Dataset rows on where objects appear:

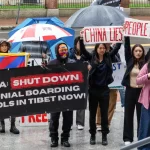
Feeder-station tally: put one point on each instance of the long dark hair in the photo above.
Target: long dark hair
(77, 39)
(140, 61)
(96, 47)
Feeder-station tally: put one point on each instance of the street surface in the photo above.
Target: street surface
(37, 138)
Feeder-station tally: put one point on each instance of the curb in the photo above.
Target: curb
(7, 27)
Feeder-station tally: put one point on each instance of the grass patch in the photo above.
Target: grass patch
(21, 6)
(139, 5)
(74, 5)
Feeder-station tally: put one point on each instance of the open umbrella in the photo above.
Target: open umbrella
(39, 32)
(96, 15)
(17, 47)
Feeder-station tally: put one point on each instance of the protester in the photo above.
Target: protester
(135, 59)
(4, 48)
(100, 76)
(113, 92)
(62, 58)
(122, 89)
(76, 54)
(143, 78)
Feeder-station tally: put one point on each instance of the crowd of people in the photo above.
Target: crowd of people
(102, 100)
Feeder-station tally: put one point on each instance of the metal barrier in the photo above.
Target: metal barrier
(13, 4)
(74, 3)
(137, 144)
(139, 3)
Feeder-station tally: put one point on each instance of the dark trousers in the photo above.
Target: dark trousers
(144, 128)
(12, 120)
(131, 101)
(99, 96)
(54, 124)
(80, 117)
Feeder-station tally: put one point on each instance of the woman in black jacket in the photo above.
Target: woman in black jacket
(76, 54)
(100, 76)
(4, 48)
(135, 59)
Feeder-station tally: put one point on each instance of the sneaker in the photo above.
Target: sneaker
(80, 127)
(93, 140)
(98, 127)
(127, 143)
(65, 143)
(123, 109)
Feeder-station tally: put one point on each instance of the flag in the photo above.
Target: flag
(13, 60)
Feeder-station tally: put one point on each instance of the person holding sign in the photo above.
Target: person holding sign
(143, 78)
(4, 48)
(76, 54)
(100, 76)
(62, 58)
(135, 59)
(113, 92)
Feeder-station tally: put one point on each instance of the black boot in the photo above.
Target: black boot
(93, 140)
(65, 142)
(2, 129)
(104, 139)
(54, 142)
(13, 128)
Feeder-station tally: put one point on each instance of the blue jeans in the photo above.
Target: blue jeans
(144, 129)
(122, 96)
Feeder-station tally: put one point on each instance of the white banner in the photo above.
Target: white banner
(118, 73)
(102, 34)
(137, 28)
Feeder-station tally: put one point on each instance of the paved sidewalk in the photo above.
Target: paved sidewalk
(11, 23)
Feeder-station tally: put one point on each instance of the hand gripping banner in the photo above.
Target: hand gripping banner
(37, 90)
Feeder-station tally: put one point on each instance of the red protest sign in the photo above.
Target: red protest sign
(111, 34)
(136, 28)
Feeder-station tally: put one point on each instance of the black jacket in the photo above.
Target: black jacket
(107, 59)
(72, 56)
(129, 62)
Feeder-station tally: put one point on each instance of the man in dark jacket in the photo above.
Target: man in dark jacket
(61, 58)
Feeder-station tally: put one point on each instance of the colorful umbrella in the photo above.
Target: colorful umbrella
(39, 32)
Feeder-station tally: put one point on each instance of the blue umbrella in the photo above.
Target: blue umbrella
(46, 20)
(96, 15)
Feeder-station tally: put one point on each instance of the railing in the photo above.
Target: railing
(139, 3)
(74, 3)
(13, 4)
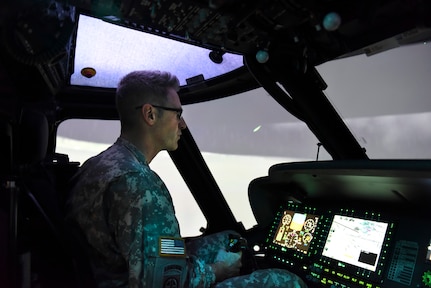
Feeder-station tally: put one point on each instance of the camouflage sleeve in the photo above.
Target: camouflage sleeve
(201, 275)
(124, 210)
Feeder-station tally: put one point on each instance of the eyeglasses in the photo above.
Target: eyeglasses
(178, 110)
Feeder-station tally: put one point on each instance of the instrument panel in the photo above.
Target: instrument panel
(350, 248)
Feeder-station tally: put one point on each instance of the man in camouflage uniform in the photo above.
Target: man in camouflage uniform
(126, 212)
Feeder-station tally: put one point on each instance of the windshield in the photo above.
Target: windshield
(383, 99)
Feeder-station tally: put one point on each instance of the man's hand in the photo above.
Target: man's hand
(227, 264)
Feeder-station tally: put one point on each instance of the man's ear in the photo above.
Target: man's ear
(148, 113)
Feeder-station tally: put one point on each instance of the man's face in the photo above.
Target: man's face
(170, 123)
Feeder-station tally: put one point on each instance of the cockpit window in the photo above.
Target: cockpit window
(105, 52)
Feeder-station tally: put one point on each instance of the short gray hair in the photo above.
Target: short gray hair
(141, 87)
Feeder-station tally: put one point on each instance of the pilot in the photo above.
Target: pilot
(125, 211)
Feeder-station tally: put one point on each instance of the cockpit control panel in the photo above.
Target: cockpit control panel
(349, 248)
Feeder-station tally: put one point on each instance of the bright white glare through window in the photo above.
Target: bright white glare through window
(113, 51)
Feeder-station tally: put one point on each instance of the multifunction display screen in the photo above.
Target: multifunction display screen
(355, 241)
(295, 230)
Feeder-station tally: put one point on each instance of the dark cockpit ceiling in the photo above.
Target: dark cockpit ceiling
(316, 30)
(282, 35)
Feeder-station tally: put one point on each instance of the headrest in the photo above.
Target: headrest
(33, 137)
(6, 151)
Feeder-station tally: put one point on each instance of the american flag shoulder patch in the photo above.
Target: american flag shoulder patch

> _Aim_: Can you repeat all of the lines above word for word, leaving the pictures out of your reply?

> _Full output_:
Feeder-station tally: put one point on each instance of the long dark hair in the photo above.
Target: long dark hair
(77, 39)
(140, 61)
(96, 47)
Feeder-station tally: put one point on each instance of the street surface in the photo above.
Target: street surface
(37, 138)
Feeder-station tally: put one point on each instance of the curb in the photo above.
Target: curb
(7, 27)
Feeder-station tally: put one point on each instance of the grass patch in the photo above.
Target: grass patch
(21, 6)
(139, 5)
(74, 5)
Feeder-station tally: put one point on each instance of the open umbrella in the photo above.
Target: open umbrella
(39, 32)
(96, 15)
(17, 47)
Feeder-station tally: put one point on each instance of the protester in the photo above.
Target: protester
(135, 59)
(4, 48)
(100, 76)
(113, 92)
(62, 58)
(122, 89)
(76, 54)
(143, 78)
Feeder-station tally: put one point on each instance of the crowd of people in the photo above.
Target: crowd of people
(102, 100)
Feeder-station tally: put one point on each instance of the metal barrier in the photo above.
Target: metal barrier
(13, 4)
(74, 3)
(137, 144)
(139, 3)
Feeder-station tally: put one point on each instance of the dark trousers in the photo above.
Target: dark trousers
(144, 128)
(12, 120)
(131, 101)
(99, 96)
(54, 124)
(80, 117)
Feeder-station tally: put one point on each instance of the woman in black jacket in the photo above.
Target: woman in black jacket
(76, 54)
(100, 76)
(4, 48)
(135, 59)
Feeder-station tally: put one point on each instance of the sneaker in the photo above.
Target: sneaker
(80, 127)
(93, 140)
(98, 127)
(127, 143)
(65, 143)
(123, 109)
Feeder-station tally: put one point on each instance of the flag in the photo above.
Target: flag
(13, 60)
Feeder-station tally: put one point on each instance of the person holding sign in the photo above.
Target: person holding sign
(143, 78)
(4, 48)
(76, 54)
(100, 76)
(62, 58)
(135, 59)
(113, 92)
Feeder-station tally: put one point on each instance of the black boot in the photo above.
Target: black boot
(93, 140)
(65, 142)
(2, 129)
(104, 139)
(54, 142)
(13, 128)
Feeder-station tally: put one point on each instance of the blue jeans in the photo above.
Target: blue jeans
(144, 129)
(122, 96)
Feeder-station tally: put one point on each instance of the white banner in the photo above.
Target: white banner
(118, 73)
(102, 34)
(137, 28)
Feeder-station tally: put one point on each instance of the paved sidewalk in the photo above.
Target: paved sidewalk
(11, 23)
Feeder-station tally: put one point on each instance of the hand gripping banner in the photo above.
Target: hand gripping banner
(37, 90)
Feeder-station tally: put one point on each instance of the red protest sign in the photo above.
Target: red protest sign
(111, 34)
(136, 28)
Feeder-station tally: put one point on each instance of the black jacket in the photo above.
Target: black jacket
(107, 59)
(72, 56)
(129, 62)
Feeder-station tally: put one point on each instance of the man in dark jacket in the photo above.
Target: man in dark jacket
(61, 58)
Feeder-station tally: put one point on each instance of the colorful umbrella in the photo above.
Target: colorful umbrella
(39, 32)
Feeder-station tally: put one point on each instance of the blue umbrella in the photo above.
Target: blue umbrella
(46, 20)
(96, 15)
Feeder-station tally: put one point on each instance of the railing in the photo above.
Target: railing
(139, 3)
(74, 3)
(13, 4)
Feeder-station tally: put one point on each instance of the camouflage sleeve in the photo above.
Target: camouflage sleeve
(201, 275)
(124, 210)
Feeder-station tally: put one point on each instance of the eyeglasses in the photo above.
Target: eyeglasses
(178, 110)
Feeder-station tally: put one point on each instance of the instrument panel in the photo above.
Target: instrument panel
(350, 248)
Feeder-station tally: put one point on each instance of the man in camouflage uniform in the photo above.
Target: man in camouflage uniform
(126, 212)
Feeder-station tally: put one point on each instance of the windshield in the photo above.
Target: windshield
(383, 99)
Feeder-station tally: put one point on each instance of the man's hand in the photo above.
Target: man's hand
(227, 264)
Feeder-station tally: put one point on each instance of the man's ear in the photo above.
Target: man's ear
(148, 113)
Feeder-station tally: put one point on each instance of the man's face in the photo above.
Target: man's face
(170, 123)
Feeder-station tally: put one point on each instance of the cockpit window in the photo above.
Target: cockpit window
(105, 52)
Feeder-station tally: put one point on each instance of the short gray hair in the photo above.
Target: short gray hair
(141, 87)
Feeder-station tally: put one point on each instance of the pilot in the photo above.
Target: pilot
(125, 211)
Feeder-station tally: put one point on each instance of the cockpit control panel in the photo above.
Target: cockpit control panel
(349, 248)
Feeder-station tally: put one point on each instance of the bright white glare through window in the photo above.
Target: bright white glare through window
(113, 51)
Feeder-station tally: put one point on each instance of the multifunction display screen in the photo above.
Target: multifunction display screen
(355, 241)
(295, 230)
Feeder-station tally: put one point on each instance of the dark cockpit ceiling in the photo above.
Target: dark cockpit ceiling
(316, 30)
(282, 35)
Feeder-station tally: put one point on each instance of the headrest in the photo above.
Target: headrest
(33, 137)
(6, 151)
Feeder-station tally: put one point on each instance of the american flag shoulder patch in the photo above.
Target: american flag shoulder patch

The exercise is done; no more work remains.